## DOCUMENT EXTRACT
——

Ukrainian businessman

Yevhen Cherniak is a businessman who is the head of the supervisory board of Global Spirits (the biggest alcohol holding in Eastern Europe) and owner of the brand Khortytsia. He holds 19th place on the Ukrainian Forbes top 100.

==Biography==
Cherniak began his career as general director in Trade House Megalopolis in 1998. In 2002, he was elected as the permanent head of the founding board of Trade House Megalopolis. He has been serving as the chairman of the supervisory board of Global Spirits since 2010.

In the early 2010s, he moved to the United States (first to Miami, later to New York) and was actively involved in business development in North America with his new vodka brand Khor. Cherniak explained his desire to develop business in the American market by more stable markets, higher margins and fair rules.

In 2018, Cherniak started his own YouTube channel (Big Money), in which he interviews famous businessmen and media personalities of the post-Soviet countries. In July 2022, this channel had about 870 thousand subscribers. He also runs paid lectures of the same name held in the cities of Ukraine, and has published two books.

Cherniak is one of the five largest benefactors of Ukraine as the founder and president of the charity foundation Patriot Zaporizhzhia.

In July 2023, amidst the Russian invasion of Ukraine, Cherniak was added to Russia's "list of terrorists and extremists". He was suspected of transferring 500 million roubles (about US$5.5 million at the time) to the Ukrainian Armed Forces "and other Ukrainian units" plus supplying military goods worth 90 million roubles (about U$1 million) to Ukraine.

==Fortune==

As of 2021, Cherniak is listed in the top 20 of Forbes Ukraine. ($470 million). Chernyak's estimated net worth is based on his earnings in the Ukrainian market which is around 25% of Global Spirits annual turnaround.

——

## USING THE INFORMATION
A: Answer these questions using the text on Yevhen Cherniak:
(i) In what year did Cherniak begin his career as general director in Trade House Megalopolis?
(ii) What is the name of the YouTube channel Cherniak started in 2018?
(iii) What charity foundation did Cherniak found?
B: Print the part of the text on Yevhen Cherniak that opens with the words containing "In the early" and closes with "foundation Patriot Zaporizhzhia.".
The items that follow have no connection to the text on Yevhen Cherniak.

——

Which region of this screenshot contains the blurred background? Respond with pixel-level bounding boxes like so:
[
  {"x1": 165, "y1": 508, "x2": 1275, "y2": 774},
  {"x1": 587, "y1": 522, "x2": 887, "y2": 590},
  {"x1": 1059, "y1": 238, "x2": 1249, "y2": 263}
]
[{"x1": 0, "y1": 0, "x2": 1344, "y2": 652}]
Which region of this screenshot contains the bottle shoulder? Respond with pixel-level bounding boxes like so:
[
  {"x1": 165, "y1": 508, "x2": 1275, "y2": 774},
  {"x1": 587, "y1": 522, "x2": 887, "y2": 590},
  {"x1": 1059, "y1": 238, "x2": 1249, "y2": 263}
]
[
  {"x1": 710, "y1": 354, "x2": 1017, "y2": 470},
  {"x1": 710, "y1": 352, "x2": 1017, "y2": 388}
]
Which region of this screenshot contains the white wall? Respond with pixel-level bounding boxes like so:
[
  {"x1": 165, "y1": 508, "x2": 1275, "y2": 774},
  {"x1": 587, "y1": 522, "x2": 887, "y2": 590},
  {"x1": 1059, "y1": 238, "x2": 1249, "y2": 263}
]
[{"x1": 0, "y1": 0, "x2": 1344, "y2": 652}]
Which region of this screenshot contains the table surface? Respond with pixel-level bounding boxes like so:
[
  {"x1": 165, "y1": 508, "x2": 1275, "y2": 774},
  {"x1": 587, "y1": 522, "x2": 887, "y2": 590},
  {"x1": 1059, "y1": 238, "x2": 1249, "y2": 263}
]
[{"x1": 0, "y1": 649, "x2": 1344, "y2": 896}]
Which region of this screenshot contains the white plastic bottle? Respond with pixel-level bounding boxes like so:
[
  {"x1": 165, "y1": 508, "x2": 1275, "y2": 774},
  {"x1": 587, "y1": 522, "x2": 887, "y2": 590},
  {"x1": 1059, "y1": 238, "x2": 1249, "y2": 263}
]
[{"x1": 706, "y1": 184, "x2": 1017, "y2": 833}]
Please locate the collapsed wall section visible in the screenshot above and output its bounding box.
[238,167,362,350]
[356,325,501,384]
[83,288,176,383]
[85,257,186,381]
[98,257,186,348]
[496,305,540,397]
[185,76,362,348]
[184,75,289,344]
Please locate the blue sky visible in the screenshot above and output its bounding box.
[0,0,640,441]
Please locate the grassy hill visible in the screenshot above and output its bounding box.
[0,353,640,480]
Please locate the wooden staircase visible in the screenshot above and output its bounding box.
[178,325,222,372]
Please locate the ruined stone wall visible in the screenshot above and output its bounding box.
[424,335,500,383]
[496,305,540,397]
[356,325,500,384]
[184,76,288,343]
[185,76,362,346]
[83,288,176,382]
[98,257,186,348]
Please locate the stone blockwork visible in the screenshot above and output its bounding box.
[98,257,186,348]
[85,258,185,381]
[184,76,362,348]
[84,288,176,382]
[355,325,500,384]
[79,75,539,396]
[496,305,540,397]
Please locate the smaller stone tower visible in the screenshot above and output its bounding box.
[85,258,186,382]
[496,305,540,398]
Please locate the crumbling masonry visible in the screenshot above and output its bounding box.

——

## RESPONSES TO THE EXERCISE
A:
(i) 1998
(ii) Big Money
(iii) Patriot Zaporizhzhia

B:
In the early 2010s, he moved to the United States (first to Miami, later to New York) and was actively involved in business development in North America with his new vodka brand Khor. Cherniak explained his desire to develop business in the American market by more stable markets, higher margins and fair rules.

In 2018, Cherniak started his own YouTube channel (Big Money), in which he interviews famous businessmen and media personalities of the post-Soviet countries. In July 2022, this channel had about 870 thousand subscribers. He also runs paid lectures of the same name held in the cities of Ukraine, and has published two books.

Cherniak is one of the five largest benefactors of Ukraine as the founder and president of the charity foundation Patriot Zaporizhzhia.